::: Supplied data
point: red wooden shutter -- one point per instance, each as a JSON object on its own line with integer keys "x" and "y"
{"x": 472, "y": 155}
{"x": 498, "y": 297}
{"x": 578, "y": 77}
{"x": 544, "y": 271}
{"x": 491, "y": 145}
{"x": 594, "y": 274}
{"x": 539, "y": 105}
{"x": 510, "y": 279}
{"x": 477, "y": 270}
::::::
Required task: Convert the records above into a two-column CSV with the header columns "instruction" and "output", one row per record. Put each record's text under "instruction" and its answer under "output", each in a single quoted field with line breaks replaced by spaces.

Final result:
instruction,output
"point: red wooden shutter -- one point per instance, each as a JSON object on its own line with integer keys ""x"" and ""y""","{""x"": 472, ""y"": 155} {""x"": 498, ""y"": 297} {""x"": 578, ""y"": 77} {""x"": 544, ""y"": 271} {""x"": 491, ""y"": 145} {""x"": 594, ""y"": 274} {""x"": 539, ""y"": 105} {""x"": 510, ""y"": 279} {""x"": 477, ""y"": 270}"